Render the stretch of records below from the line containing "# point at: icy" through the line containing "x=685, y=494" as a Markdown table with the columns Row and Entry. Give each line a row number, and leave out blank lines.

§ **Data excerpts**
+-------+

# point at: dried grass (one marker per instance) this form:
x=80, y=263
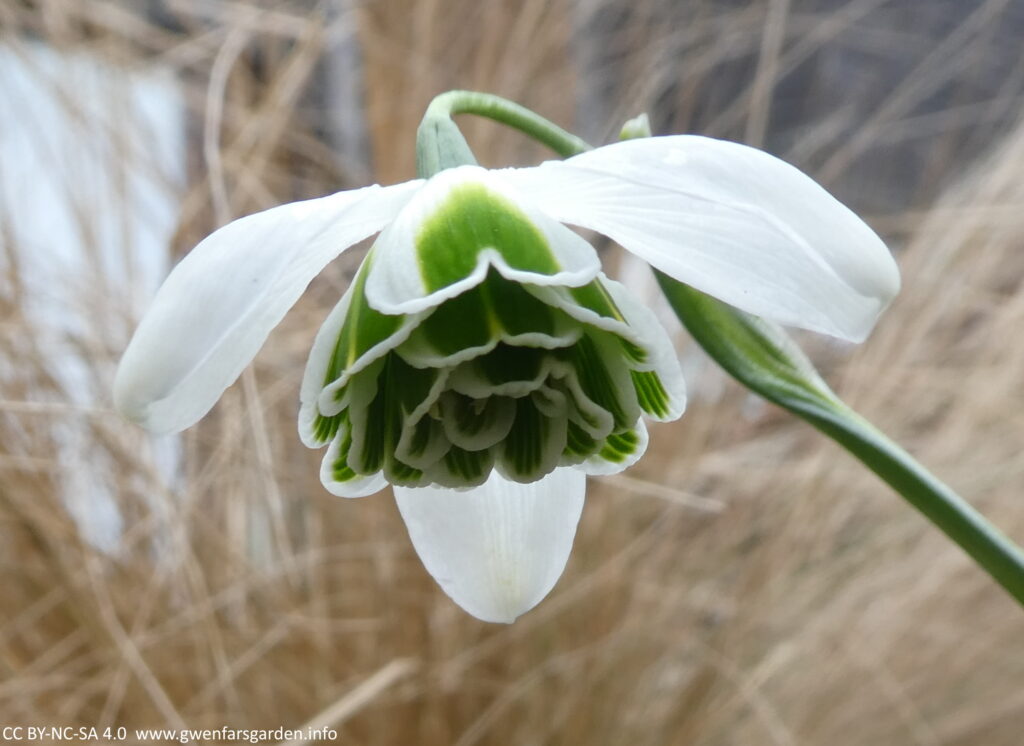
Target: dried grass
x=745, y=583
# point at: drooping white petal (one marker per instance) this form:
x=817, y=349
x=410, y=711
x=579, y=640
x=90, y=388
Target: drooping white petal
x=463, y=222
x=499, y=549
x=217, y=307
x=731, y=221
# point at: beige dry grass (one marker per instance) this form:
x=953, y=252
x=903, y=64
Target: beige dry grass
x=745, y=583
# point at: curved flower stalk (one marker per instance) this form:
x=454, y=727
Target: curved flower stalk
x=480, y=362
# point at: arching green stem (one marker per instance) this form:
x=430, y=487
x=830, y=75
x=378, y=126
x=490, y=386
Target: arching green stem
x=763, y=357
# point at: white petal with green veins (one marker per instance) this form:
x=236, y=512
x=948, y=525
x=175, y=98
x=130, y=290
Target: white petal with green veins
x=463, y=222
x=620, y=451
x=658, y=381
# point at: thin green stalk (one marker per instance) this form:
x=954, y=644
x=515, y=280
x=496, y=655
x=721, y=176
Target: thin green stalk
x=759, y=354
x=762, y=357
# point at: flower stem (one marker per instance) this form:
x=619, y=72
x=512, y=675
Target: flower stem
x=763, y=357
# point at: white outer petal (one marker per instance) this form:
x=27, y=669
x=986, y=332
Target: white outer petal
x=219, y=304
x=499, y=549
x=729, y=220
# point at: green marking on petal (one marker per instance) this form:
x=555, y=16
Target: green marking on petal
x=379, y=424
x=475, y=424
x=620, y=446
x=535, y=444
x=363, y=330
x=472, y=219
x=325, y=428
x=601, y=377
x=579, y=443
x=477, y=319
x=651, y=396
x=464, y=468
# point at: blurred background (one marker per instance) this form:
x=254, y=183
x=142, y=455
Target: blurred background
x=747, y=582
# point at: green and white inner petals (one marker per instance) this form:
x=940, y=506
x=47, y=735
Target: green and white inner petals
x=464, y=222
x=352, y=338
x=516, y=379
x=729, y=220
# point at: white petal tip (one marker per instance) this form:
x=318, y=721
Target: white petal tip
x=499, y=549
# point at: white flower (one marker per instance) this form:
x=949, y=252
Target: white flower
x=480, y=362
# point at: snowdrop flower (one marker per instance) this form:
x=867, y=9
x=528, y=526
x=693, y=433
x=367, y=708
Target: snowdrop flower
x=480, y=362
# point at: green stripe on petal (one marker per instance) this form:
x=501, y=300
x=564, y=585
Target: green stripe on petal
x=423, y=443
x=651, y=396
x=462, y=468
x=339, y=478
x=535, y=444
x=472, y=323
x=464, y=222
x=476, y=424
x=603, y=377
x=619, y=451
x=471, y=220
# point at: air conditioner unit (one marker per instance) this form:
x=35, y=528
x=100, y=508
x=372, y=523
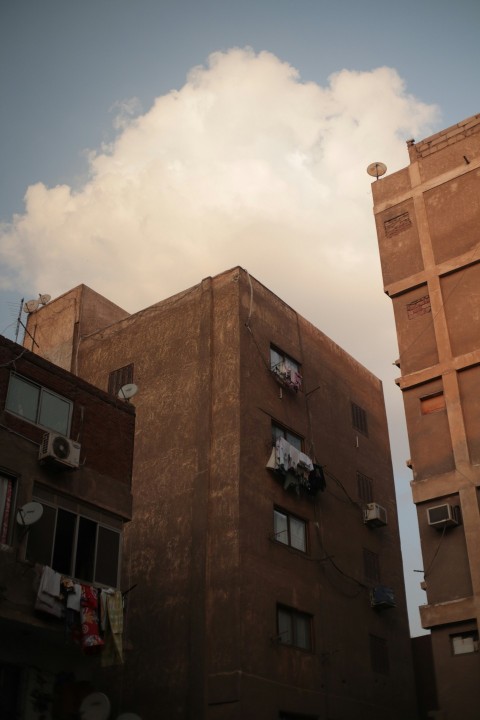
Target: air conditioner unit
x=59, y=450
x=441, y=516
x=374, y=515
x=382, y=597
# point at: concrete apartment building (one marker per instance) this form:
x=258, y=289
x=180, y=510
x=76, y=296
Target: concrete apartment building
x=428, y=226
x=264, y=548
x=66, y=453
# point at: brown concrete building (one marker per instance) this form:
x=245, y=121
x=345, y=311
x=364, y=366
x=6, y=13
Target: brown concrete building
x=428, y=225
x=66, y=453
x=259, y=593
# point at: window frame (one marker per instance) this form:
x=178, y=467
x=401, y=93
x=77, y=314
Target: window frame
x=53, y=542
x=283, y=357
x=365, y=488
x=43, y=392
x=379, y=655
x=359, y=418
x=119, y=377
x=466, y=634
x=7, y=508
x=289, y=517
x=294, y=617
x=279, y=430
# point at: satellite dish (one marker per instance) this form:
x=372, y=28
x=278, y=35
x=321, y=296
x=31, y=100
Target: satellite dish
x=127, y=391
x=376, y=170
x=31, y=306
x=29, y=513
x=95, y=706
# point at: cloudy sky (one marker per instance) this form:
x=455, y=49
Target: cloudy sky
x=146, y=144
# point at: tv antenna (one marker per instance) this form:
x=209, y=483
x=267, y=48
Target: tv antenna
x=377, y=169
x=28, y=307
x=127, y=391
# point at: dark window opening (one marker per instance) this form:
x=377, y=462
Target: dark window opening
x=75, y=545
x=359, y=419
x=379, y=655
x=292, y=438
x=364, y=488
x=294, y=628
x=120, y=377
x=290, y=530
x=371, y=566
x=38, y=405
x=7, y=504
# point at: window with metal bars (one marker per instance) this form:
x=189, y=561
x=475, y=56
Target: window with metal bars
x=120, y=377
x=359, y=419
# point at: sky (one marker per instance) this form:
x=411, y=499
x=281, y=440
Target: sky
x=147, y=144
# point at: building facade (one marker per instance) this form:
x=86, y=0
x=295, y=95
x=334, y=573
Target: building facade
x=428, y=219
x=66, y=452
x=264, y=546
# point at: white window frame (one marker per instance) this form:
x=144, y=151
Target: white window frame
x=73, y=558
x=42, y=393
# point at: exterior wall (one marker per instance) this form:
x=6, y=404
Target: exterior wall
x=200, y=550
x=431, y=271
x=33, y=644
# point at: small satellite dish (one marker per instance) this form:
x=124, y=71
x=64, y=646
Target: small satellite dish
x=29, y=513
x=95, y=706
x=127, y=391
x=31, y=306
x=376, y=170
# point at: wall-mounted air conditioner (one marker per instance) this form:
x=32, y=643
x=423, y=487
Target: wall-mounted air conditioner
x=441, y=516
x=382, y=597
x=59, y=450
x=374, y=515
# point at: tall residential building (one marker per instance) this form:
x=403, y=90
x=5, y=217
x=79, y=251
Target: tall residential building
x=428, y=226
x=264, y=549
x=66, y=452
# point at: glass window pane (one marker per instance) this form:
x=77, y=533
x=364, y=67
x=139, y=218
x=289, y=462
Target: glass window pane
x=85, y=556
x=108, y=550
x=293, y=440
x=54, y=412
x=64, y=540
x=285, y=626
x=275, y=358
x=297, y=534
x=302, y=631
x=23, y=398
x=40, y=538
x=280, y=528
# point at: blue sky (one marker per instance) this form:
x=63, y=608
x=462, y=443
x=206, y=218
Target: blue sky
x=257, y=152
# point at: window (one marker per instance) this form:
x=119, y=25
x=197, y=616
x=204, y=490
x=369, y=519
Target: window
x=364, y=488
x=379, y=659
x=359, y=419
x=294, y=628
x=371, y=566
x=432, y=403
x=290, y=530
x=286, y=370
x=38, y=405
x=279, y=431
x=76, y=545
x=120, y=377
x=464, y=643
x=7, y=502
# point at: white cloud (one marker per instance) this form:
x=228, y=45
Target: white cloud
x=245, y=164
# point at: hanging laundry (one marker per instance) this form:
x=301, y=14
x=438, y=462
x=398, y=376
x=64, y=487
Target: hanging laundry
x=91, y=642
x=113, y=652
x=48, y=597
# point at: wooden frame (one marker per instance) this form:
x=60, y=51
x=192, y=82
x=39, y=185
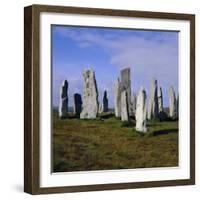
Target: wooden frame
x=32, y=105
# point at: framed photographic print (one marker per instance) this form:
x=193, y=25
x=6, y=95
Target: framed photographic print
x=109, y=99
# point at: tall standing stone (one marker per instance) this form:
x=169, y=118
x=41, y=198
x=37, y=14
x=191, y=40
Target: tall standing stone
x=160, y=100
x=77, y=104
x=63, y=106
x=105, y=102
x=153, y=101
x=177, y=106
x=141, y=111
x=117, y=98
x=172, y=103
x=126, y=84
x=90, y=96
x=124, y=106
x=133, y=104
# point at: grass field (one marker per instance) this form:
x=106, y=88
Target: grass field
x=106, y=143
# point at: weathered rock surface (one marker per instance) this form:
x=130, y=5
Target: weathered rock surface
x=153, y=101
x=177, y=106
x=63, y=106
x=124, y=106
x=141, y=111
x=133, y=104
x=117, y=98
x=172, y=103
x=105, y=102
x=90, y=96
x=77, y=104
x=160, y=100
x=126, y=84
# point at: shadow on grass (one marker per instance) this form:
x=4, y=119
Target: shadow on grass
x=163, y=132
x=106, y=116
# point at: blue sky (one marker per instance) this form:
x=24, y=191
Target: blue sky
x=149, y=54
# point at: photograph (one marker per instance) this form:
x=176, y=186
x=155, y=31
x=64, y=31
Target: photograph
x=114, y=98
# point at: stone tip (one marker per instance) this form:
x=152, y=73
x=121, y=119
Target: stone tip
x=65, y=82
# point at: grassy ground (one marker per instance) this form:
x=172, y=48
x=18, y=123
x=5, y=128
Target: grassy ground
x=107, y=143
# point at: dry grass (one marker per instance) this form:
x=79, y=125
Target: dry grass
x=107, y=143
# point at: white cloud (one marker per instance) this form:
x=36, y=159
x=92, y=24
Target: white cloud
x=149, y=57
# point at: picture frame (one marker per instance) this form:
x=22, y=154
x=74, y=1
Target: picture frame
x=33, y=106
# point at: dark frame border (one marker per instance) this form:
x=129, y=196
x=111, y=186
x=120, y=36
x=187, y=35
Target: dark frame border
x=32, y=105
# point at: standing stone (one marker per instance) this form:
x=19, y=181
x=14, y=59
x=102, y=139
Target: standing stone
x=105, y=102
x=160, y=100
x=77, y=104
x=90, y=96
x=133, y=104
x=141, y=111
x=172, y=103
x=117, y=98
x=126, y=84
x=124, y=106
x=177, y=106
x=101, y=108
x=63, y=106
x=153, y=101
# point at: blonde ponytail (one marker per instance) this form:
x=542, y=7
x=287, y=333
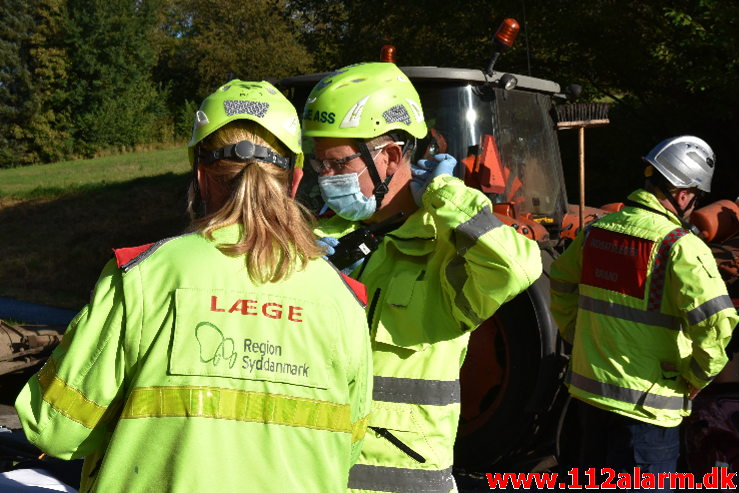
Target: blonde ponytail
x=277, y=231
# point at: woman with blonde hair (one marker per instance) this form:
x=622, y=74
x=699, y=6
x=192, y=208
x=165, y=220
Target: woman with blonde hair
x=231, y=358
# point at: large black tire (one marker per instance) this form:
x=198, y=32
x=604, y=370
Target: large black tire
x=510, y=381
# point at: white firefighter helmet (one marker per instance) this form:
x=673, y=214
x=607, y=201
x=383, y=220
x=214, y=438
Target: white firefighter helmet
x=685, y=161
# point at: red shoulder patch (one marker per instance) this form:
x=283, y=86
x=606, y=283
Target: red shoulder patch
x=125, y=255
x=360, y=290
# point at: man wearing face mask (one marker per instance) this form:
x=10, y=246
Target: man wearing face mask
x=444, y=265
x=641, y=300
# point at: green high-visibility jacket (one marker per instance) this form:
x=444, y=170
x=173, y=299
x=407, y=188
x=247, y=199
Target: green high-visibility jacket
x=182, y=375
x=642, y=302
x=431, y=281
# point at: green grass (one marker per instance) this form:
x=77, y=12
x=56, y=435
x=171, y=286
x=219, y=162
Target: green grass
x=59, y=179
x=59, y=222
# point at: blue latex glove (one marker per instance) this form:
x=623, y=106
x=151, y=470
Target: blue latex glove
x=328, y=244
x=426, y=170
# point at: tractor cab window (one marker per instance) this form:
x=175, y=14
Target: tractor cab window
x=505, y=141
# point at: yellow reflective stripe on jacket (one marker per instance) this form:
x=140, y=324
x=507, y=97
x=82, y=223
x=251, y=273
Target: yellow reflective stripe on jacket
x=67, y=400
x=240, y=405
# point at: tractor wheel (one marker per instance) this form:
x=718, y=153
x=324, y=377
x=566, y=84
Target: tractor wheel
x=498, y=379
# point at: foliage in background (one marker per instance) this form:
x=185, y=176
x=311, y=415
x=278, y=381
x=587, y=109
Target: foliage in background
x=203, y=45
x=78, y=77
x=115, y=101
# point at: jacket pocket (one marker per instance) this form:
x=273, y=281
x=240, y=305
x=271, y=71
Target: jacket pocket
x=400, y=323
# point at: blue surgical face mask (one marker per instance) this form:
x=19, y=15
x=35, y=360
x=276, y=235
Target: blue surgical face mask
x=343, y=195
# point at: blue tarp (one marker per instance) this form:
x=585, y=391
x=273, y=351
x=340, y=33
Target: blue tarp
x=32, y=313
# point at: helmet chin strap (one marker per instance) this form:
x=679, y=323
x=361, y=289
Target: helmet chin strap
x=199, y=207
x=678, y=210
x=381, y=186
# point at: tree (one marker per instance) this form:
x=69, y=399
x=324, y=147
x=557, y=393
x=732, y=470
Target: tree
x=15, y=78
x=205, y=44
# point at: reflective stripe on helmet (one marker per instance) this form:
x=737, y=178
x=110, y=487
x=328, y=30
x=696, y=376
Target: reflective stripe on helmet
x=240, y=405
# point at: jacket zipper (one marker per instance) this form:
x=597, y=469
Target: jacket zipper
x=383, y=432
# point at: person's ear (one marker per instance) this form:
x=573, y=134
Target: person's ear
x=394, y=155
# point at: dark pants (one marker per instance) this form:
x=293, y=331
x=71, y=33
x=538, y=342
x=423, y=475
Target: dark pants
x=620, y=443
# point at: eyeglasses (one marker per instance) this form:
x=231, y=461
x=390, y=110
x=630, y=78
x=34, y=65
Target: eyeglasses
x=338, y=164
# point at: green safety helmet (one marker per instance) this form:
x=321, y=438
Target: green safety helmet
x=363, y=101
x=244, y=100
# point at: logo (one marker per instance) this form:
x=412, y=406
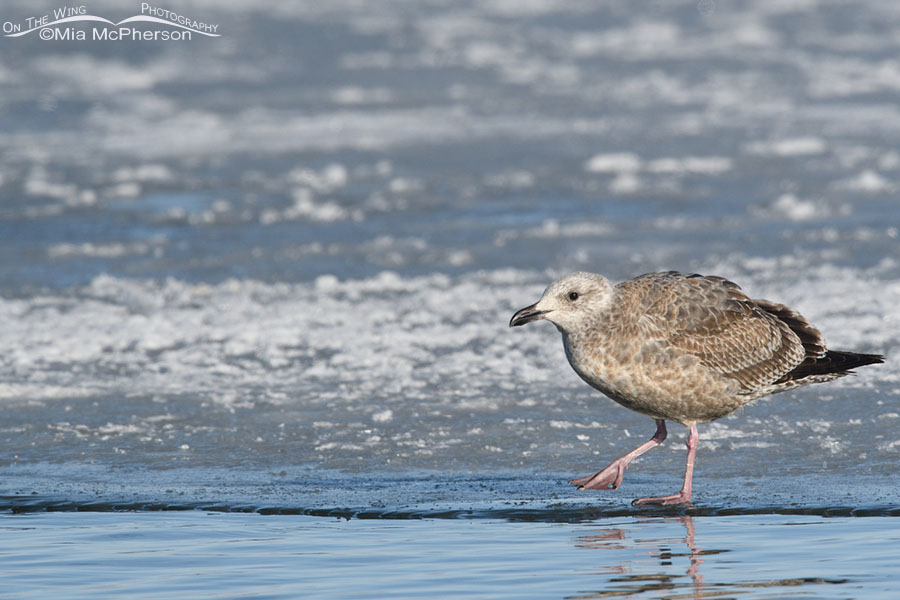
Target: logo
x=66, y=23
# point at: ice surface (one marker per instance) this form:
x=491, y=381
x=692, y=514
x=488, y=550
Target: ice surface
x=299, y=245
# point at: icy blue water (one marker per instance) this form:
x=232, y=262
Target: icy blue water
x=165, y=555
x=272, y=272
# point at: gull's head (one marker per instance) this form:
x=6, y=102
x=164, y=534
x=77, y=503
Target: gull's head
x=572, y=303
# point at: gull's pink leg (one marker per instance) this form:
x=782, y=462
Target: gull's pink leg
x=611, y=476
x=685, y=494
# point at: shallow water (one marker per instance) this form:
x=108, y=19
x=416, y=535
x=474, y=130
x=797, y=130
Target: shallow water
x=206, y=555
x=272, y=272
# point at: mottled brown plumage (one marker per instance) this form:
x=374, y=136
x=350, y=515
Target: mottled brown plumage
x=687, y=348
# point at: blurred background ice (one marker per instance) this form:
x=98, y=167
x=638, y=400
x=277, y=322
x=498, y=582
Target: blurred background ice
x=298, y=245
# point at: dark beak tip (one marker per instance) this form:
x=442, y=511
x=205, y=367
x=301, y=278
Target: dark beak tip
x=525, y=316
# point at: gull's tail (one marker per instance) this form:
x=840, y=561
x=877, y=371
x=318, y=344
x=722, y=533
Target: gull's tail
x=834, y=362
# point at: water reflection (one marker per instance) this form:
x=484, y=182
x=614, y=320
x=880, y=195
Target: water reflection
x=667, y=567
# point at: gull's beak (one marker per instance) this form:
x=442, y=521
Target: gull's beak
x=527, y=315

+-------+

§ **Response to the exercise**
| Row | Entry |
|---|---|
| 1 | # point at: icy blue water (one marker per instance) this form: |
| 2 | x=232, y=262 |
| 3 | Target: icy blue water |
| 4 | x=165, y=555 |
| 5 | x=272, y=272 |
| 6 | # point at: gull's head (one marker per instance) this form: |
| 7 | x=6, y=102 |
| 8 | x=164, y=534 |
| 9 | x=77, y=503 |
| 10 | Target: gull's head |
| 11 | x=572, y=303 |
| 12 | # point at: gull's pink leg (one marker per instance) this form: |
| 13 | x=782, y=462 |
| 14 | Target: gull's pink leg |
| 15 | x=611, y=476 |
| 16 | x=685, y=494 |